- Challenge
Copy each of the following records word for word, keeping every line as given.

╭─ Task material

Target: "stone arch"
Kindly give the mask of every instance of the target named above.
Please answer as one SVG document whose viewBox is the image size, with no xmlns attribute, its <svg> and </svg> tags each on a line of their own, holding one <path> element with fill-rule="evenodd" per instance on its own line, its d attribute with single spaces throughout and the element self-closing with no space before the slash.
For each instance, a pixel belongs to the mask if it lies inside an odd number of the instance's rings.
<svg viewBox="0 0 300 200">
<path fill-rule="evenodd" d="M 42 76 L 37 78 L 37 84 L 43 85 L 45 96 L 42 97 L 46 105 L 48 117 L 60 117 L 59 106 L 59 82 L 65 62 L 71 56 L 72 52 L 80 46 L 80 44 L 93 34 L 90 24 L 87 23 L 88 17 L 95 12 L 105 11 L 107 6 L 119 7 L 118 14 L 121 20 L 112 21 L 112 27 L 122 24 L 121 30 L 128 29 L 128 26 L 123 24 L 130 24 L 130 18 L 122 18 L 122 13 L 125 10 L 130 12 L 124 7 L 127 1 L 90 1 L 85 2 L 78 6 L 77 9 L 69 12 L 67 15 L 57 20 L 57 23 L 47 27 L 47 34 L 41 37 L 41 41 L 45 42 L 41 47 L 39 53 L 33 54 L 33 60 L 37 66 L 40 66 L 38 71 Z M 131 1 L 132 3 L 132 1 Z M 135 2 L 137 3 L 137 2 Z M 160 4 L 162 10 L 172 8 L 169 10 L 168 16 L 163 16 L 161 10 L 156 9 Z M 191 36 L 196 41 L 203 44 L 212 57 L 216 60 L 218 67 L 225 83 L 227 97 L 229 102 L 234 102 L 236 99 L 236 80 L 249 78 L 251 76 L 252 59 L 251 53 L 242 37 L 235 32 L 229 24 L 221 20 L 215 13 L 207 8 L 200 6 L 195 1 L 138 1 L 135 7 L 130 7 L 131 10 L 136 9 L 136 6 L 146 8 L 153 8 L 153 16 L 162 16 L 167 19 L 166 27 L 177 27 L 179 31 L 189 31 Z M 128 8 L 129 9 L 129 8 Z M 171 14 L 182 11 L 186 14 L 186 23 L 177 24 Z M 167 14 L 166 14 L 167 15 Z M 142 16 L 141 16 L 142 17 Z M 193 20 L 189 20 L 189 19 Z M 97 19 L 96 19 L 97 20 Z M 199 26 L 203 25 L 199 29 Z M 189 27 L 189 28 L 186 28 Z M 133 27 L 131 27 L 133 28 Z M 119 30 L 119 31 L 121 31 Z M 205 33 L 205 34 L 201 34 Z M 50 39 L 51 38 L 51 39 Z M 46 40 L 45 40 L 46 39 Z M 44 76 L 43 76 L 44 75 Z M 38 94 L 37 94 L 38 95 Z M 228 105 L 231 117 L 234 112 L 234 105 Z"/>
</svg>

╰─

- Reply
Target: "stone arch"
Kindly give the mask of every instance of the target named above.
Please answer as one SVG document whose viewBox is the image size, with no xmlns attribute, its <svg> and </svg> tags each on a line of their own, holding one <path> element with fill-rule="evenodd" per instance on its own line, its d attribute with single spaces throughout and the element self-closing with no space before the slash.
For each instance, a pixel belongs to the mask if it lies inside an odd number of the instance's rings.
<svg viewBox="0 0 300 200">
<path fill-rule="evenodd" d="M 42 76 L 37 78 L 37 84 L 43 85 L 45 96 L 42 97 L 46 105 L 48 117 L 60 117 L 59 106 L 59 82 L 65 62 L 71 56 L 72 52 L 80 46 L 80 44 L 93 34 L 90 24 L 87 23 L 88 17 L 95 12 L 105 11 L 107 6 L 119 7 L 118 14 L 121 20 L 112 21 L 112 27 L 122 24 L 121 30 L 128 29 L 128 26 L 123 24 L 130 24 L 130 18 L 122 18 L 122 13 L 125 10 L 130 12 L 124 7 L 127 1 L 90 1 L 85 2 L 78 6 L 77 9 L 69 12 L 67 15 L 57 20 L 57 23 L 47 27 L 47 34 L 41 37 L 41 41 L 45 42 L 41 47 L 39 53 L 33 54 L 33 60 L 37 66 L 40 66 L 38 71 Z M 131 1 L 132 3 L 132 1 Z M 135 2 L 137 3 L 137 2 Z M 160 4 L 162 10 L 172 8 L 169 10 L 168 16 L 163 16 L 161 10 L 156 9 Z M 191 36 L 196 41 L 203 44 L 212 57 L 216 60 L 218 67 L 225 83 L 227 97 L 229 102 L 234 102 L 236 99 L 236 80 L 249 78 L 251 76 L 252 59 L 251 53 L 242 37 L 235 32 L 229 24 L 221 20 L 215 13 L 207 8 L 200 6 L 195 1 L 138 1 L 135 7 L 130 7 L 131 10 L 136 9 L 136 6 L 146 8 L 153 8 L 153 16 L 162 16 L 167 19 L 166 27 L 177 27 L 179 31 L 189 31 Z M 128 8 L 129 9 L 129 8 Z M 171 14 L 182 11 L 186 14 L 186 23 L 177 24 Z M 167 14 L 166 14 L 167 15 Z M 142 16 L 141 16 L 142 17 Z M 193 20 L 189 20 L 189 19 Z M 97 19 L 96 19 L 97 20 Z M 199 26 L 203 25 L 199 29 Z M 189 27 L 189 28 L 186 28 Z M 133 27 L 131 27 L 133 28 Z M 119 30 L 119 31 L 121 31 Z M 205 33 L 205 34 L 201 34 Z M 50 39 L 51 38 L 51 39 Z M 46 40 L 45 40 L 46 39 Z M 44 76 L 43 76 L 44 75 Z M 38 94 L 37 94 L 38 95 Z M 228 105 L 231 117 L 234 112 L 234 105 Z"/>
</svg>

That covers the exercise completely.